» СПИСОК ЗАДАЧ
A: Выпишите без изменений фрагмент текста об отце между словами «Мой отец хоть» и «с их объектами.» включительно.
B: Кратко ответьте на вопросы по тексту об отце, помечая ответы так же, как вопросы:
(i) На сколько десятилетий готовки и домашней уборки отец обрек мать?
(ii) Какие три качества отец высоко ставил?
(iii) Кого отец любил больше всего на свете?

» ПРЕДСТАВЛЕННЫЙ ТЕКСТ
Мой отец хоть и писал письма, полные жизни и интереса к окружающему миру, не видел ничего дурного в том, что обрек мою мать на четыре десятилетия готовки и домашней уборки, в то время как сам активно действовал в свое удовольствие в мужском мире. И в малом мире семьи, и в большом мире американской жизни, похоже, существует правило: у кого нет деятельности, у того есть сентиментальность, и наоборот. Разнообразные истерии после 11 сентября — как эпидемия признаний в любви, так и широко распространившийся страх перед мусульманами и ненависть к ним — это истерии бессильных и приниженных. Имей моя мать больше возможностей для самореализации, она, может быть, реалистичнее соразмеряла свои чувства с их объектами.
Хотя по нынешним меркам мой отец может выглядеть холодным, скованным человеком и сексистом, я благодарен ему за то, что он никогда прямым текстом не говорил мне, что любит меня. Мой отец любил приватность, иначе говоря — уважал публичное пространство. Он высоко ставил сдержанность, этикет, рассудительность, потому что без них, считал он, общество не может обсуждать и принимать решения себе во благо. Возможно, было бы неплохо, особенно для меня, если бы он научился более наглядно показывать маме свои чувства к ней. Но всякий раз, когда я слышу сегодня очередной истошный родительский крик о любви в сотовый телефон, я радуюсь, что у меня был именно такой отец. Он любил нас, своих детей, больше всего на свете. И знать, что он это чувствует и не может сказать; знать, что он полагается на мою способность понять, что он чувствует это, понять и не ждать от него словесных подтверждений, — вот в чем была самая суть и сердцевина моей любви к нему. Любви, о которой я в свой черед постарался никогда не заявлять ему вслух.

» ПРЕДСТАВЛЕННЫЕ ДАННЫЕ
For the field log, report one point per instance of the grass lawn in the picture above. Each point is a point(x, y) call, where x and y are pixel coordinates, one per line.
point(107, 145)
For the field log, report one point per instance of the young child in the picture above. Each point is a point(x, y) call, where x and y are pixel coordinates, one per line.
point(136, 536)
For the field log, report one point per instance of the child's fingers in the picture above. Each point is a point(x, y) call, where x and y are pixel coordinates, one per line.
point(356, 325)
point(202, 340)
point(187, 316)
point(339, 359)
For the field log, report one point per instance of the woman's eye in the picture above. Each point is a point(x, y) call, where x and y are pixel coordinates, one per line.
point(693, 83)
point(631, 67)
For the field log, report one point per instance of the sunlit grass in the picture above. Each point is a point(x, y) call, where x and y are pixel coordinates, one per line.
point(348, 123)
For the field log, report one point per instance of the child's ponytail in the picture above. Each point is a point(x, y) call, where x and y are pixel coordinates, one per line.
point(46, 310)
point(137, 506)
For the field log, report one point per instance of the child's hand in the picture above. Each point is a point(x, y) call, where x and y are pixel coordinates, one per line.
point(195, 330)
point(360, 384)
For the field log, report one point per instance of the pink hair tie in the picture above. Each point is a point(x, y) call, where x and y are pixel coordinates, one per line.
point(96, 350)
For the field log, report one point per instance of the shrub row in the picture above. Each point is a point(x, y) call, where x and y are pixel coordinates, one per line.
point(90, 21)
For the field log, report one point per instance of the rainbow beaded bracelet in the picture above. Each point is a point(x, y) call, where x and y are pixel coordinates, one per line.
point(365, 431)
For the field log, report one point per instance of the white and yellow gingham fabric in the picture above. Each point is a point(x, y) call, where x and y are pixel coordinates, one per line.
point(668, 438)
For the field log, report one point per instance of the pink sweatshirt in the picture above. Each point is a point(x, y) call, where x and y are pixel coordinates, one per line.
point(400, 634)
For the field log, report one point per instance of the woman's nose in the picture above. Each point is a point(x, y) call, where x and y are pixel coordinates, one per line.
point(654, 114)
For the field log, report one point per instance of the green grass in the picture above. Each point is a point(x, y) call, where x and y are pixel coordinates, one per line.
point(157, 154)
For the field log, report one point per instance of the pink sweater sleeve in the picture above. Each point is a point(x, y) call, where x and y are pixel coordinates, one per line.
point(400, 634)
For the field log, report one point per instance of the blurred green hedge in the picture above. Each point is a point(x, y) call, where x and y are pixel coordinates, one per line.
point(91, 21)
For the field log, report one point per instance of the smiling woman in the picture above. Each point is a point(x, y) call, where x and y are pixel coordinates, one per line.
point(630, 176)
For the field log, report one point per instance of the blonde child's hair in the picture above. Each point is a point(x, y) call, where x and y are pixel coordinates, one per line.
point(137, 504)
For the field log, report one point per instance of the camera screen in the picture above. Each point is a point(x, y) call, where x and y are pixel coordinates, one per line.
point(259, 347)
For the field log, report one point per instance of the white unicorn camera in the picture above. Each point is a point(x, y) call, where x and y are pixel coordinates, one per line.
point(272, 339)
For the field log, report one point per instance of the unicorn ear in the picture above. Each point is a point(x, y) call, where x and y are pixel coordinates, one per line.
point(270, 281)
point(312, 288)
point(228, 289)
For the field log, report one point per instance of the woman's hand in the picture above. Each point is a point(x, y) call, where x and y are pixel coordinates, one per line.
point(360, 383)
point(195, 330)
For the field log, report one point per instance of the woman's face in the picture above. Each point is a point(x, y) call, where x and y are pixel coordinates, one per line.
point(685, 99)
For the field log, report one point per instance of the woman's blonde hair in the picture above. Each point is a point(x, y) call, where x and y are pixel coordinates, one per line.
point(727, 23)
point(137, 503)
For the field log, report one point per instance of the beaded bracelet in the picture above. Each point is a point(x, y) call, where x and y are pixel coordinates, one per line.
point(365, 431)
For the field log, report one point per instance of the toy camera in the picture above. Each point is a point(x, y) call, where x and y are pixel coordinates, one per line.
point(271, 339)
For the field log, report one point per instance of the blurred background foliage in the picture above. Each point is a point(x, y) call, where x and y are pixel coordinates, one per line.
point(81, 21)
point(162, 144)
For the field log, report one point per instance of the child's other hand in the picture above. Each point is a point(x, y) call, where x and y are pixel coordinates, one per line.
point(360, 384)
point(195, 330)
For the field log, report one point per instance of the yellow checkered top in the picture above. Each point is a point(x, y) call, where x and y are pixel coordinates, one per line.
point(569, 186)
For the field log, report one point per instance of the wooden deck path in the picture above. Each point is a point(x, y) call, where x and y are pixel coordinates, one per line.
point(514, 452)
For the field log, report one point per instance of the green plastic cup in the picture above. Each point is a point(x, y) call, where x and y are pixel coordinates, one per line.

» ОТВЕТЫ НИЖЕ
A:
Мой отец хоть и писал письма, полные жизни и интереса к окружающему миру, не видел ничего дурного в том, что обрек мою мать на четыре десятилетия готовки и домашней уборки, в то время как сам активно действовал в свое удовольствие в мужском мире. И в малом мире семьи, и в большом мире американской жизни, похоже, существует правило: у кого нет деятельности, у того есть сентиментальность, и наоборот. Разнообразные истерии после 11 сентября — как эпидемия признаний в любви, так и широко распространившийся страх перед мусульманами и ненависть к ним — это истерии бессильных и приниженных. Имей моя мать больше возможностей для самореализации, она, может быть, реалистичнее соразмеряла свои чувства с их объектами.

B:
(i) На четыре десятилетия.
(ii) Сдержанность, этикет и рассудительность.
(iii) Своих детей.